RESPONDENT: STATE OF  MAHARASHTRA

DATE OF JUDGMENT: 15/12/1964

BENCH: WANCHOO, K.N. BENCH: WANCHOO, K.N. MUDHOLKAR, J.R.

CITATION:  1965 AIR 1616            1965 SCR  (2) 622  CITATOR INFO :  F          1968 SC 829  (12)  D          1968 SC1319  (48)  R          1972 SC1150  (8)

ACT: Rash and negligent act-To be punishable It must be proximate cause  of  death-Lighting fire and  storage  of  combustible material against conditions of license-Danger to human  life caused  thereby whether ’probable’-Indian Penal  Code,  1860 (Act 45 of 1860), ss. 304A and 285.

DATASET EXTRACT:
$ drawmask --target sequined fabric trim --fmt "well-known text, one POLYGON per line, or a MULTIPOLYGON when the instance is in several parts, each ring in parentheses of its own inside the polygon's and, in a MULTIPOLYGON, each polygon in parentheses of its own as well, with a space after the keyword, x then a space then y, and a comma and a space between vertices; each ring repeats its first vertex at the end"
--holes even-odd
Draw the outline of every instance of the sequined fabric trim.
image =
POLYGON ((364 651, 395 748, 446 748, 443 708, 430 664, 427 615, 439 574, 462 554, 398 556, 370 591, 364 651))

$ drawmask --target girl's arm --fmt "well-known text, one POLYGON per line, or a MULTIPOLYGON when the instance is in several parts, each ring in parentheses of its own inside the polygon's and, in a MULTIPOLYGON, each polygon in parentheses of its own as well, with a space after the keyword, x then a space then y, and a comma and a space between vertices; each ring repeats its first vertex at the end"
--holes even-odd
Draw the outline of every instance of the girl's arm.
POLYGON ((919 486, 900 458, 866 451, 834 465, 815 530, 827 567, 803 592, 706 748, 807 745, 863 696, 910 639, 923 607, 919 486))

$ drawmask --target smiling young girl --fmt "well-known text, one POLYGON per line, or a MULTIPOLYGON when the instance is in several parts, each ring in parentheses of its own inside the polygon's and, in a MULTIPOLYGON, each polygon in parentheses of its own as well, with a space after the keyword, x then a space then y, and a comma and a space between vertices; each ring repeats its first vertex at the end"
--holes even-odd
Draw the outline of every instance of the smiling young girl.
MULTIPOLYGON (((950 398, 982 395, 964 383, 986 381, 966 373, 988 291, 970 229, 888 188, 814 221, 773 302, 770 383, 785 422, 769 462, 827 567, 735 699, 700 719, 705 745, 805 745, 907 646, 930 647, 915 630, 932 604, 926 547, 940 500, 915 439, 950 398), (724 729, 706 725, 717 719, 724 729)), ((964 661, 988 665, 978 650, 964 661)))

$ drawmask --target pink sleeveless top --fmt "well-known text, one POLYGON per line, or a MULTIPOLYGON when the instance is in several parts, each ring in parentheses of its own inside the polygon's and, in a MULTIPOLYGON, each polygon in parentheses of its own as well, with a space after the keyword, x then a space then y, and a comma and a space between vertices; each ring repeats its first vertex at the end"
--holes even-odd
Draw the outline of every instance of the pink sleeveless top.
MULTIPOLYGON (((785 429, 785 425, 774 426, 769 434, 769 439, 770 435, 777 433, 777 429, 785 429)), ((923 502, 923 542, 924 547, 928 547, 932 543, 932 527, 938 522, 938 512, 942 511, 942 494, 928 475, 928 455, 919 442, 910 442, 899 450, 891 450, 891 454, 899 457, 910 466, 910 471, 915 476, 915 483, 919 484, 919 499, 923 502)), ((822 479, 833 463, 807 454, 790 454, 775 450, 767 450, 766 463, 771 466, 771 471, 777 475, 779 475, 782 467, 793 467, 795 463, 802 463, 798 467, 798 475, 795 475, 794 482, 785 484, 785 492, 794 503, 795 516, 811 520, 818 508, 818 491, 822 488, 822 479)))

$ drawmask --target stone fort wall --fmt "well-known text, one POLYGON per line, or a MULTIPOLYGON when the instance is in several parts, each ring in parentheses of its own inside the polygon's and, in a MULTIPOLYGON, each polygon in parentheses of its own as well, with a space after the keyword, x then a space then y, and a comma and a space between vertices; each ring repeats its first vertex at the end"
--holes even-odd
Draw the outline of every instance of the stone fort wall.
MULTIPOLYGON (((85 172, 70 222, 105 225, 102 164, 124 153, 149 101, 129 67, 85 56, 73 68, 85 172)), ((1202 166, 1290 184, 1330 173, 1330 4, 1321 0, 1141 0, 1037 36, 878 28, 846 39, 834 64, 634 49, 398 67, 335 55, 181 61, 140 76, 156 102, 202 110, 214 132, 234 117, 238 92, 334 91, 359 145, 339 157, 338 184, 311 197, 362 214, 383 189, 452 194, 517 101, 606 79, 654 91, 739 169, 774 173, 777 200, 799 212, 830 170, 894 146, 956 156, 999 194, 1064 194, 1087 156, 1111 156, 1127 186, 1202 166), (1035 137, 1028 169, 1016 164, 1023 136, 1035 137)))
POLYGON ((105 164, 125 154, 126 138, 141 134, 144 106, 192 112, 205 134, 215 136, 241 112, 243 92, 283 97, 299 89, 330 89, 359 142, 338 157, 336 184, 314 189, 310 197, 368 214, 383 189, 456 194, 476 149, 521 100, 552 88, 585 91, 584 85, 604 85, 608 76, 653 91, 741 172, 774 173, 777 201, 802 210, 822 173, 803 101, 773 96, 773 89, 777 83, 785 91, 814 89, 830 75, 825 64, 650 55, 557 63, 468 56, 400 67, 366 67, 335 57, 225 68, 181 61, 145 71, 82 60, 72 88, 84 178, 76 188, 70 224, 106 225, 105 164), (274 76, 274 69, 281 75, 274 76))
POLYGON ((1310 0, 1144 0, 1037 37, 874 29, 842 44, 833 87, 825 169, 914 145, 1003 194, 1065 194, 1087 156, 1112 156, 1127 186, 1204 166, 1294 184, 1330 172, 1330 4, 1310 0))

WHAT TO DO: Please reproduce the case header above in full, word for word.

WRITTEN ANSWER:
RESPONDENT: STATE OF  MAHARASHTRA

DATE OF JUDGMENT: 15/12/1964

BENCH: WANCHOO, K.N. BENCH: WANCHOO, K.N. MUDHOLKAR, J.R.

CITATION:  1965 AIR 1616            1965 SCR  (2) 622  CITATOR INFO :  F          1968 SC 829  (12)  D          1968 SC1319  (48)  R          1972 SC1150  (8)

ACT: Rash and negligent act-To be punishable It must be proximate cause  of  death-Lighting fire and  storage  of  combustible material against conditions of license-Danger to human  life caused  thereby whether ’probable’-Indian Penal  Code,  1860 (Act 45 of 1860), ss. 304A and 285.